Excerpt -

+ + + + + + +

Part III: Diversity and similarity of repertoires¶
In this part the repertoire similarity in terms of the number of unique overlapping clonotypes and their frequency is calculated, termed overlap-D and overlap-F respectively. Datasets used in this part are the same as ones in Part II.
Computing pairwise similarities¶
As computing pairwise overlaps is either memory-demanding (in case we load all samples into memory) or slow (loading only one pair at a time), we will first down-sample datasets to 50,000 cells each.
$VDJTOOLS Downsample -x 50000 -m ../part2/metadata.txt .
Next we will compute pairwise similarities
$VDJTOOLS CalcPairwiseDistances -i aa\!nt -m metadata.txt .
Important
Here we apply the aa!nt clonotype matching rule, which means that clonotypes match when their CDR3 amino acid sequences match, but nucleotide sequences are different. This rule is effective agains cross-sample contamination, which is an issue in analyzed datasets as they were prepared in three separate batches (A2, A3 and A4)
Correlation between overlap and diversity¶
Run the following script to compute and plot the relation between sample diversity and its mean overlap with other samples
require(ggplot2); require(plyr); require(reshape)
# load table
df <- read.table("intersect.batch.aa!nt.txt", header=T, sep="\t", comment="")
df$F2 <- as.numeric(as.character(df$F2))
# need to do this, as only the upper triangular of intersection matrix is stored
df.1 <- rbind(data.frame(sample=df$X.1_sample_id, div=df$div1, overlapF=df$F2, overlapD=df$div12),
data.frame(sample=df$X2_sample_id, div=df$div2, overlapF=df$F2, overlapD=df$div12))
# compute mean values for overlap-F and -D
df.2 <- ddply(df.1, .(sample), summarise,
div=mean(div),
overlapF=mean(overlapF),
overlapD=mean(overlapD))
# plot
df.3 <- melt(df.2, id=c("sample","div"))
pdf("overlap.pdf")
ggplot(df.3, aes(x=div,y=value)) + geom_point() + geom_smooth(method=lm) +
xlab("Sample diversity") + ylab("Metric value") +
facet_grid(variable~.,scales="free_y") + theme_bw()
dev.off()
Note
More diverse samples are actually highly similar, both in terms of unique clonotypes in the overlap and total overlap frequency.
Next, lets cluster samples based on their similarity,
$VDJTOOLS ClusterSamples -e F2 -i aa\!nt -f age -n -p .
This will generate hc*.pdf with hierarchical clustering and mds*.pdf
with multi-dimensional scaling plots.
Note
The MDS plot show that younger and more diverse repertoires are more similar than elder repertoires. From immunological point of view given additional data on umbilical cord blood repertoires and elder individuals (not shown here), this is interpreted in the following way:
We are born with highly similar, convergent and evolutionary optimized repertoires, but random clonal expansion (partially due to T-cell cross-reactivity) decrease the overlap between our repertoires.

+ + + + + + +

Source material -

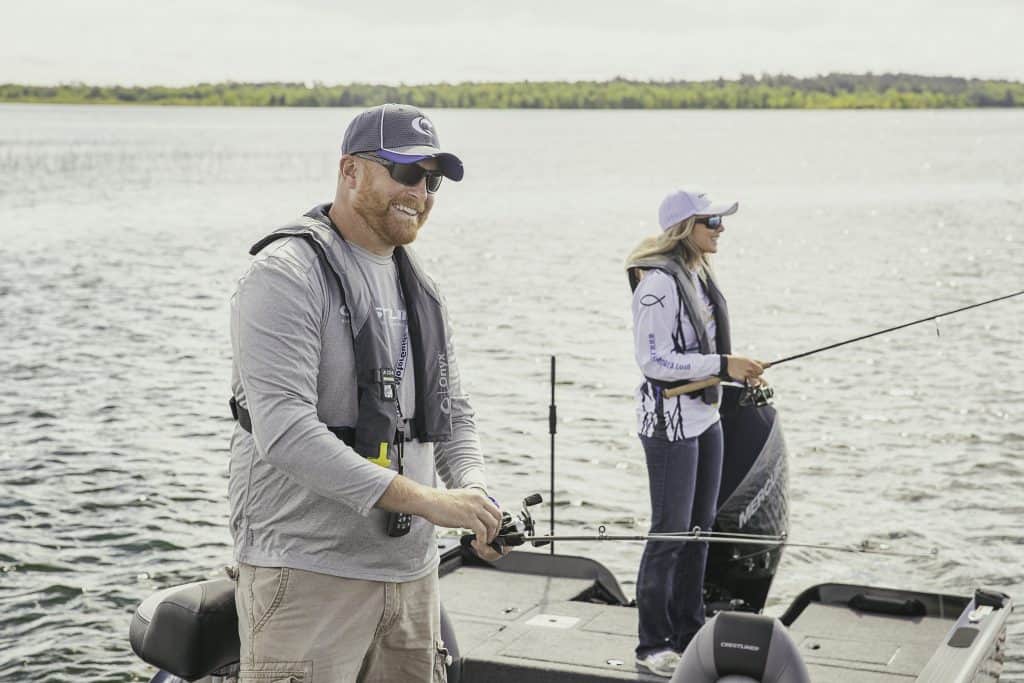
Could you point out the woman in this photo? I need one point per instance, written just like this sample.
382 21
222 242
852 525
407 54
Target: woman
681 328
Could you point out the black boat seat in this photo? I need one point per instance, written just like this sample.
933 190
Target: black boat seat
739 647
189 631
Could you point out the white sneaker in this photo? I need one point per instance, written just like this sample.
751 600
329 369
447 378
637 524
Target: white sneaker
662 663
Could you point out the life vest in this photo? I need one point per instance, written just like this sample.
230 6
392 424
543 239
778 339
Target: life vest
689 302
378 417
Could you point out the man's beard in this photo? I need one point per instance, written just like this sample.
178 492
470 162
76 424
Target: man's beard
395 229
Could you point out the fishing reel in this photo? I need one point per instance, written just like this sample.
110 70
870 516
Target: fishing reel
515 529
756 396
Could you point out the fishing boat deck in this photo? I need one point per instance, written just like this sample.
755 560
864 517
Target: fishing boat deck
514 626
840 644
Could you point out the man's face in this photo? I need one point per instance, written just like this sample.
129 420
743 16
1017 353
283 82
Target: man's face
392 211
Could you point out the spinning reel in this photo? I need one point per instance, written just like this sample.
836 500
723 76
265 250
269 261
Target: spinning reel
756 396
515 528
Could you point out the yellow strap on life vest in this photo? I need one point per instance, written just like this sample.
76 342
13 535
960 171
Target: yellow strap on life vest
382 459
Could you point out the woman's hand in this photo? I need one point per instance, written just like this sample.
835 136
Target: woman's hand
743 370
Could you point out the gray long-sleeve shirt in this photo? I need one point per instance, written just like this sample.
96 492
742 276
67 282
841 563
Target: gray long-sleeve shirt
299 496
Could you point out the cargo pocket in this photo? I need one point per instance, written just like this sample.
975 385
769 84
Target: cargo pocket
278 672
441 662
266 594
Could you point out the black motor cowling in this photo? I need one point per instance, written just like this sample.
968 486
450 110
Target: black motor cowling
753 499
189 631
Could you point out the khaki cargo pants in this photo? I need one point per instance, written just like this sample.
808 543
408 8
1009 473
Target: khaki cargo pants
302 627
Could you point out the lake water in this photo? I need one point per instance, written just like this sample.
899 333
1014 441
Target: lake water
122 232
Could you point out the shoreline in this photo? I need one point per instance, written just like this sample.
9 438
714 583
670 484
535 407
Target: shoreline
834 91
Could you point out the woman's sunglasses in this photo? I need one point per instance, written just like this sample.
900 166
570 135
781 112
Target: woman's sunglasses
713 222
409 174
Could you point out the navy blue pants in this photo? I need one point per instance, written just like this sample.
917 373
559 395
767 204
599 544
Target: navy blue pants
684 478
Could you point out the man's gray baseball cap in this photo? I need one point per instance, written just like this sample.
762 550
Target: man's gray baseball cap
400 133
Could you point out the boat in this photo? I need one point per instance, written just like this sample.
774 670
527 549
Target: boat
544 617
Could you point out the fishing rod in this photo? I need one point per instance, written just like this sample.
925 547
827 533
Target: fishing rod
713 381
520 528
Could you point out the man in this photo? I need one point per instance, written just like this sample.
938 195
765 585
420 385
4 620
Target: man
348 404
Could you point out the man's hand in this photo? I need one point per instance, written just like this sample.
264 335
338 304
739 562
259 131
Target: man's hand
456 508
741 369
465 508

+ + + + + + +

Activity -
Please write out the repertoire similarity tutorial word for word from "# need to do" to "div=df$div2, overlapF=df$F2, overlapD=df$div12))". Work only from the repertoire similarity tutorial, not from the rows.

Solution to the problem -
# need to do this, as only the upper triangular of intersection matrix is stored
df.1 <- rbind(data.frame(sample=df$X.1_sample_id, div=df$div1, overlapF=df$F2, overlapD=df$div12),
data.frame(sample=df$X2_sample_id, div=df$div2, overlapF=df$F2, overlapD=df$div12))